Griselda un PE n'est pas obligé de prévenir son ass mat de l'absence de leur enfant ??? çà s'appelle la politesse et le respect donc je ne cautionne pas vos dires ...


----------



## violetta (28 Septembre 2022)

Angèle, politesse et respect...sur le forum ça serait bien aussi.!


----------



## liline17 (28 Septembre 2022)

Griselda lui donnait des conseils pour aider à ce que cette fin de contrat se passe bien.
Elle ne dit pas que ce comportement est normal.
Une fois que les 2 parties ont trouvés un accord pour se quitter, faire des reproche n'aidera en rien, et pourrait remettre le feu aux poudres.

---+---

Objectif A ->
Répondez aux questions suivantes à l'aide du fil de discussion sur la fin de contrat d'une assistante maternelle :
(i) Selon le premier message, comment s'appelle le fait de prévenir son assistante maternelle de l'absence de l'enfant ?
(ii) À qui violetta adresse-t-elle son message ?
(iii) D'après liline17, que pourrait faire le fait d'adresser des reproches une fois l'accord trouvé ?
Objectif B ->
Prolongez le fil de discussion sur la fin de contrat d'une assistante maternelle à partir de sa dernière phrase.

Données fournies ->

---+---

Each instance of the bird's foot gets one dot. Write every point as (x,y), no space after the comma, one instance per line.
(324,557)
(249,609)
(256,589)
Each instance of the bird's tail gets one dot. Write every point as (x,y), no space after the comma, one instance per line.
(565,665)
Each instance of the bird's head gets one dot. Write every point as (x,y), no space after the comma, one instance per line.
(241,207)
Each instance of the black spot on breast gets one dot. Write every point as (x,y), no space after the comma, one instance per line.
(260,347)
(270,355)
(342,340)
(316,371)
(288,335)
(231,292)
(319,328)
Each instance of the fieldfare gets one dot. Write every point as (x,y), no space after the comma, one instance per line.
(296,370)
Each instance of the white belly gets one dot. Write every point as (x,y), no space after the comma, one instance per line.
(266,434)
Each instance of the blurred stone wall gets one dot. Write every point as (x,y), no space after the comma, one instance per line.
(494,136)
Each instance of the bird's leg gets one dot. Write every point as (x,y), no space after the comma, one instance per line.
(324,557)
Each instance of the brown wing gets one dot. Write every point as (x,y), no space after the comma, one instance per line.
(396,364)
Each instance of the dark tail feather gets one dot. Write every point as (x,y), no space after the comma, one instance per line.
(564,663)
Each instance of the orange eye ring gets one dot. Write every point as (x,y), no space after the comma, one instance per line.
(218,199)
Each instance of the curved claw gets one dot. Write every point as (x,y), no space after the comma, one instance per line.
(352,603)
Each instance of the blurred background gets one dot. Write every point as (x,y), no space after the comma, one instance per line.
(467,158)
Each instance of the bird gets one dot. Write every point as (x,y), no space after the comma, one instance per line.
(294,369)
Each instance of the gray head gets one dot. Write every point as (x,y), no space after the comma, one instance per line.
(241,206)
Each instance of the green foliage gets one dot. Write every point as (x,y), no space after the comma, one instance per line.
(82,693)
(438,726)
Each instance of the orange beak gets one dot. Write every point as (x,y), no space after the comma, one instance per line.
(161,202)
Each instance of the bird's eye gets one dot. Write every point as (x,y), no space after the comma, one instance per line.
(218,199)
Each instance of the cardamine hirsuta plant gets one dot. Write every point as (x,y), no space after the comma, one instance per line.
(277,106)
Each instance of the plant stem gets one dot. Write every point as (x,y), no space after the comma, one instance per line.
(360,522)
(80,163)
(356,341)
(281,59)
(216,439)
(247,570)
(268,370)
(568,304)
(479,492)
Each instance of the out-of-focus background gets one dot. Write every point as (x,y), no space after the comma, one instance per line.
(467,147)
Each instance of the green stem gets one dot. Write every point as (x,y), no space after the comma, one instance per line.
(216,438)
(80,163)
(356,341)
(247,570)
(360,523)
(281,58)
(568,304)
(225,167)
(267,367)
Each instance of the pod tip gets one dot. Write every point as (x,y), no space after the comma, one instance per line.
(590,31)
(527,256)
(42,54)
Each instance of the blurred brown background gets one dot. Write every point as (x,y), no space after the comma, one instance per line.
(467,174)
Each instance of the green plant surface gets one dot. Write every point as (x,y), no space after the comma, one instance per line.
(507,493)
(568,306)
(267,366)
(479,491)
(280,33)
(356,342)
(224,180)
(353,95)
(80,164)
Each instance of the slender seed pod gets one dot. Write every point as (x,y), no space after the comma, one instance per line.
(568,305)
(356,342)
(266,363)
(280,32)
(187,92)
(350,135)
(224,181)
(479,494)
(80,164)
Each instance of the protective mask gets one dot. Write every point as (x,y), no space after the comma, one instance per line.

---+---

Réponse attendue A ->
(i) La politesse et le respect.
(ii) À Angèle.
(iii) Cela pourrait remettre le feu aux poudres.

Réponse attendue B ->
Je fais toujours comme ça, et je me montre même aimable, pour leur donner le regret de se passer de moi, c'est ma petite revanche, et comme ça, j'arrive à passer mieux ma déception et surtout, à obtenir mon salaire et mes documents.
J'ai fais comme ça aussi pour mon divorce, je savais qu'il n'avait pas envie de m'entendre dire du mal de lui.
1 an après, il me présentait ses excuses, et me remerciait en me disant qu'il avait beaucoup appris avec moi, notre divorce n'a jamais posé de problème.


----------



## nanny mcfee (29 Septembre 2022)

le respect se perd!!!!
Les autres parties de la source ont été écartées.